### Task instructions
Summarize the essay on Edna St. Vincent Millay in two sentences.

### Excerpted passage
## begin
Existence itself is almost too much to bear. It's more than one life can hold, which is why it's so often fumbled, landing silently in the snow, sticking there, being buried there. I swear I've had the same feelings as Edna, of looking up at the impossibility of the wide blue sky, or the impossibility of the inevitable grave, or the impossibility of love. The sensations we feel, especially the longings, they threaten to rip us apart. But the tearing is a good thing, it opens us up to be better receptacles of experience, roomier vessels. Poetry seems to be the only medium able to properly distill these feelings into words. The closest prose gets to it is probably the gargantuan Russian novels, but they cover another angle, one reliant entirely on the enormity, on the overwhelming "everything." Though made up of innumerable moments, such large works crowd out the individual moments and smaller feelings in service to an overall effect, to overall arcs and other big arching things.
But Edna St. Vincent Millay, whose very name is a poem in itself, she wrote with such a full soul at the age of only 19 or 20. I love it. Her writing is simultaneously relatable yet almost intimidating; she's felt with such intensity, yet she delicately imbues her language with only the golden halo of her own experiences, her own dreams. Like the Russian masters, it takes her some time for her to get up to speed, to get across her effect, but when she does, I shiver. Sadly, her shorter poems are mostly forgettable, but the longer ones never drag. They rip me open in the best way:
So here upon my back I'll lie
And look my fill into the sky.
And so I looked, and, after all,
The sky was not so very tall.
The sky, I said, must somewhere stop,
And—sure enough!—I see the top!
The sky, I thought, is not so grand;
I 'most could touch it with my hand!
And reaching up my hand to try,
I screamed to feel it touch the sky.
I screamed, and—lo!—Infinity
Came down and settled over me
The only direction to go after reaching up is falling down, and the earth swallows her entire. She somewhat longs for this, is comforted by this, embraces the earth back, this Sheol. This poem's profundity comes from the temporal mismatch of its composition: the writing, and thus the reading can only occur with the aid of the living, but the thing it describes is such a final, impossible, inevitable thing. The words are entombed as a sort of testament to her at that age, in that frame of mind, in that state of her soul. Now she knows more than any of us living, reading know. It's both humbling and sobering.
I would I were alive again
To kiss the fingers of the rain,
To drink into my eyes the shine
Of every slanting silver line,
To catch the freshened, fragrant breeze
From drenched and dripping apple-trees.
For soon the shower will be done,
We take so much for granted, and that's perhaps the greatest achievement of observational poetry: the ability to remind us of all that which we see without seeing. We're usually too busy with work or "life" to experience the details right in front of us. Even more than the details, we take all of life for granted, the very act of living itself. She writes of a resurrection, literal or metaphorical it matters not, which strikes you to the core when you read it.
## end
Point annotation dataset records:
## begin
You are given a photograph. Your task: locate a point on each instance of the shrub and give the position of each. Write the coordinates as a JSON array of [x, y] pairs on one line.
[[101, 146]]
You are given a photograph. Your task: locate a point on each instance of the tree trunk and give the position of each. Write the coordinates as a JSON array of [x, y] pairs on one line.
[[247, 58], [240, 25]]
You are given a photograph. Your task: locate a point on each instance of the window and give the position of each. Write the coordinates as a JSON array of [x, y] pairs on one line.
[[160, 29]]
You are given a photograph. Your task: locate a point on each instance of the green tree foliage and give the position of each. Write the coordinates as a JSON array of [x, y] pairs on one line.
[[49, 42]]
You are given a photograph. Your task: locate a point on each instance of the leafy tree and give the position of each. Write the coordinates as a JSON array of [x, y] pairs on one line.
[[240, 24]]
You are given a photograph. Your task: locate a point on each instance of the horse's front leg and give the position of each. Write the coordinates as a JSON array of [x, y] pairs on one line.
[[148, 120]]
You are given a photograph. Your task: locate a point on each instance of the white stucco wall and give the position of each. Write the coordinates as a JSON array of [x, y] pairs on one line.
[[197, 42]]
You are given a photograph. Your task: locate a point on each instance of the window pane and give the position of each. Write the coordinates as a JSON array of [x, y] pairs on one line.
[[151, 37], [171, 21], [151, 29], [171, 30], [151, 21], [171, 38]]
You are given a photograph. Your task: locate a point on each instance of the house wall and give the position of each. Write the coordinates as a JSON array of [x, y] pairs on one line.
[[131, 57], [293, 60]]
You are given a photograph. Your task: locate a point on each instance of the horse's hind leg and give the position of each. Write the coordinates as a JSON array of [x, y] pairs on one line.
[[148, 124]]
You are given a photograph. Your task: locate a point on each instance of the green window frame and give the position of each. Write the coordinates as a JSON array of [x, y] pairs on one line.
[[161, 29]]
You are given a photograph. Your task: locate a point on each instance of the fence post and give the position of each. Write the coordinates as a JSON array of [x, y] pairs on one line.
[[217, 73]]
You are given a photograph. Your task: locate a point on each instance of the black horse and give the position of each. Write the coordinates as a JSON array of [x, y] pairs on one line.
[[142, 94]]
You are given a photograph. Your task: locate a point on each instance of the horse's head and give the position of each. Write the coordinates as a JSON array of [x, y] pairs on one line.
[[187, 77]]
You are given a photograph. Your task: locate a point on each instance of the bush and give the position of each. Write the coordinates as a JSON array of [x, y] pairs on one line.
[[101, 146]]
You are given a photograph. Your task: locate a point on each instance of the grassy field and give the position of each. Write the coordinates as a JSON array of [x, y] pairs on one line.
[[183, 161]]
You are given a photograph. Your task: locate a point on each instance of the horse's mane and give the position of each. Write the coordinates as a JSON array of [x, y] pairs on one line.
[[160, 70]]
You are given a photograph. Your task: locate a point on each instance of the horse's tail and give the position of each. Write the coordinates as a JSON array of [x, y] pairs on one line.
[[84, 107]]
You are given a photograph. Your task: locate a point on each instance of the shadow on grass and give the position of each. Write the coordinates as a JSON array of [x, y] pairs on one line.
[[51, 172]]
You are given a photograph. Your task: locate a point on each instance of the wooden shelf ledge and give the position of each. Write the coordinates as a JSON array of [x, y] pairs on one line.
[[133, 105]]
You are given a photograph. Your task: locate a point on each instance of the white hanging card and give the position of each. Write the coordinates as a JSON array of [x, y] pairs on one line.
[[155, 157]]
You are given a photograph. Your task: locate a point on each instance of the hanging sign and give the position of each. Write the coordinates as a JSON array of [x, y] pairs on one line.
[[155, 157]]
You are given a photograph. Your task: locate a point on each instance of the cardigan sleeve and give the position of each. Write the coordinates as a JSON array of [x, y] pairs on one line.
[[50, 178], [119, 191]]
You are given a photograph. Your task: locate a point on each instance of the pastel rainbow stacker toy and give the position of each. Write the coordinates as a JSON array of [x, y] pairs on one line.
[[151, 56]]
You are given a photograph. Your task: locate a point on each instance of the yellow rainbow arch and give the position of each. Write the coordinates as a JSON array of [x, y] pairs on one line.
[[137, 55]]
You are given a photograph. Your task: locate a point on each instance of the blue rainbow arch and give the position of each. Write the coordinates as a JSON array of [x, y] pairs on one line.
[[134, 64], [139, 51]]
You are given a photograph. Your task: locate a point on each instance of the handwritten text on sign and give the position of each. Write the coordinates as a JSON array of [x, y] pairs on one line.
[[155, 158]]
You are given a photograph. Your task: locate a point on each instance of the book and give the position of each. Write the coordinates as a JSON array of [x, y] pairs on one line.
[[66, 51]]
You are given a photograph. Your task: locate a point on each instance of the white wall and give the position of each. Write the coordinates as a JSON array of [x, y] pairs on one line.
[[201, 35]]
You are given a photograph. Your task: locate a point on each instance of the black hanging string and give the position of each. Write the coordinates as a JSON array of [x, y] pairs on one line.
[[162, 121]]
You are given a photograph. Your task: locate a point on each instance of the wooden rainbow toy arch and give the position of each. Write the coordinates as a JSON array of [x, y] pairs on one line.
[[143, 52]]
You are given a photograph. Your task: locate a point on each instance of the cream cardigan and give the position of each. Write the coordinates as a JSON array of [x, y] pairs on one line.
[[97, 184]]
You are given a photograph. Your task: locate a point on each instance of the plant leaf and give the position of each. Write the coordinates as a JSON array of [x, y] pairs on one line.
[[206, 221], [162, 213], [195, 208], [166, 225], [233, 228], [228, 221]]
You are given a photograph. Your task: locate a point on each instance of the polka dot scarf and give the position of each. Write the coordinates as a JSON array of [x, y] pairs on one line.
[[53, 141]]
## end
### Task solution
The essay holds that poetry seems to be the only medium able to properly distill the overwhelming feelings of existence, while the gargantuan Russian novels crowd out individual moments and smaller feelings in service to an overall effect. It praises Edna St. Vincent Millay for writing with a full soul at only 19 or 20, finds her shorter poems mostly forgettable but her longer ones never dragging, and reads her lines on reaching the sky, being swallowed by the earth, and resurrection as reminders of how much of life we take for granted.